If you regulate one or multiple companies, you may wish to put the business on hold for some reason, or you might even want for some rest after some hectic trading. Either way, having a dormant company may allow you to do that. This article will help you get to the heart of what the dormant company in Hong Kong is all about.

What is a Dormant Company?

A company is considered as a Dormant company when there are no accounting transactions during a year, which is legally approved to cease doing its business activity for a temporary period but the company remains registered.

Most companies apply for inactive status or a dormant status so that they can save both time and money involved in filing annual returns, holding annual general meetings, appointing auditors and preparing audited financial statements.

To grasp the concept of a dormant company under Hong Kong jurisdiction, the person needs to fully understand what “no accounting transactions” means. Basically, an accounting transaction is recorded in the accounting record of the business. The Companies Ordinance allows a company to declare itself as dormant and continue with the same status for a minimum maintenance cost as long as it does not have any accounting transactions.

The amount the company paid for shares when it was first incorporated is excluded as significant accounting transactions. On the other hand, a genuine dormant company in Hong Kong has officially registered its “inactive” status. It therefore would not enter into any accounting transactions other than the ones that are allowed by the Ordinance. By the same token, a dormant company in Hong Kong is exempt from certain liabilities and can enjoy certain benefits to boot.

Benefits of a Dormant Company in Hong Kong

The major benefit of dormant status is that it helps your inactive company to hold at a minimum maintenance cost. Once the company becomes a dormant company in Hong Kong, it won’t require to comply with some annual obligations. However, in the year in which the company declares itself dormant, the company still has to submit a basic renewal of that year.

Some of the benefits of having a dormant company in Hong Kong are as follows:

To protect the company’s reputation

There are many compelling reasons to establish a dormant company or register a standard company as one. After a company registers to be a dormant company in Hong Kong, it’s inactive status helps signify your brand and safeguard your company’s name.

To hold certain assets

Most investors will save a portion of assets as a part of a balanced portfolio, and many conservative investors may hold the majority of these assets in their collection to ensure capital preservation. Declaring oneself a dormant company in Hong Kong allows a company to have a way of preserving its certain assets or intellectual properties.

To deliberately suspend the operations of the company

If you have no projects to start shortly, then dormancy can help you save on various activities of the company. It would be of great use when you have no legal formalities to complete.

To preserve the company as a legal entity

Maintaining a company at a minimum maintenance cost can be hard. But dormancy helps you do that easily. By becoming dormant, your company is exempt from complying with several legal requirements. Below are a few of them as laid down by the Ordinance:

  1. Filing an annual return
  2. Holding annual general meetings
  3. Preparing audited financial statements and appointment or resignation or removal of auditors

To satisfy any other essential needs

Under certain circumstances, you may want to halt the business. But, formally declaring your company as dormant allows you to re-launch your business later at your convenience and without having to dissolve it. It saves you from the hassle of starting a new company all over again.
============
Task: Return the passage from the dormant company article starting with "Most companies apply" and going on through "any accounting transactions.", word for word.

Supplied data:
============
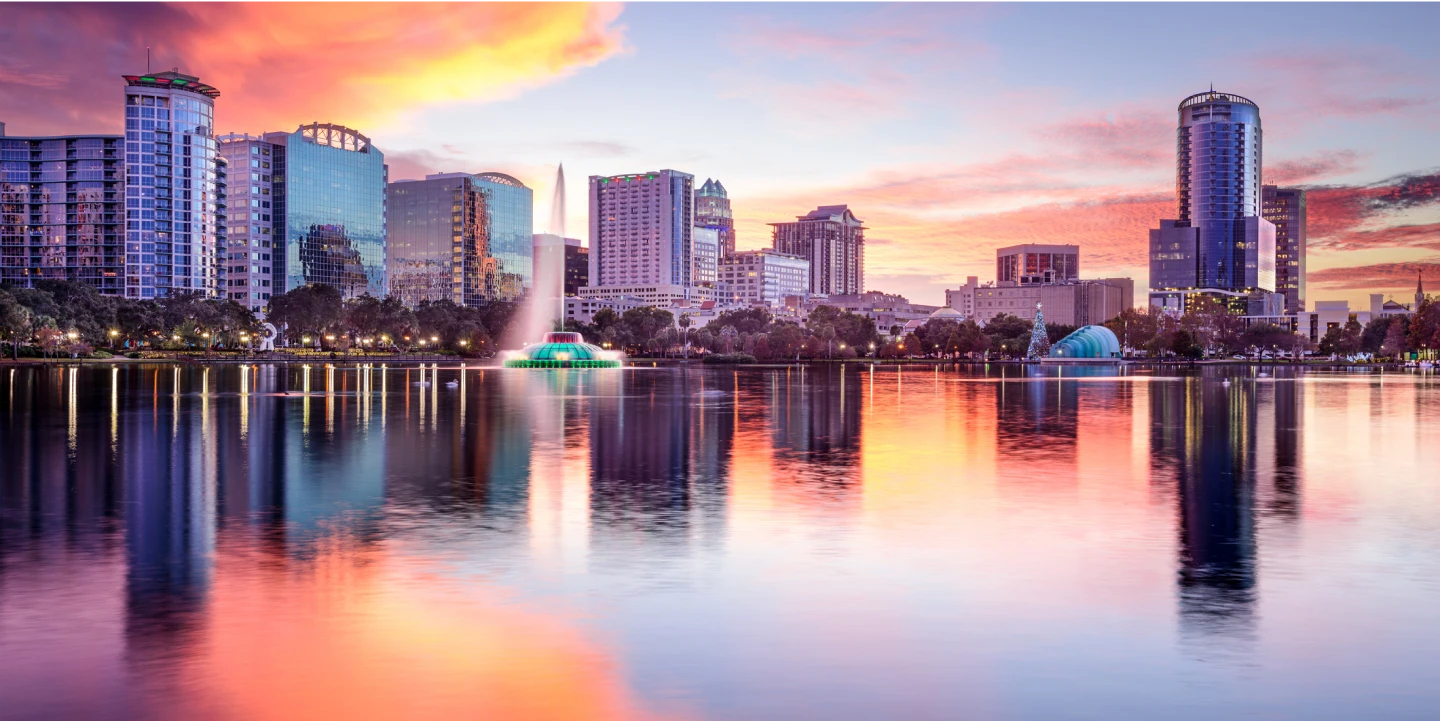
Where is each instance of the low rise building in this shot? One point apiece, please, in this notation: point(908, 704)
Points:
point(761, 278)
============
Full output:
Most companies apply for inactive status or a dormant status so that they can save both time and money involved in filing annual returns, holding annual general meetings, appointing auditors and preparing audited financial statements.

To grasp the concept of a dormant company under Hong Kong jurisdiction, the person needs to fully understand what “no accounting transactions” means. Basically, an accounting transaction is recorded in the accounting record of the business. The Companies Ordinance allows a company to declare itself as dormant and continue with the same status for a minimum maintenance cost as long as it does not have any accounting transactions.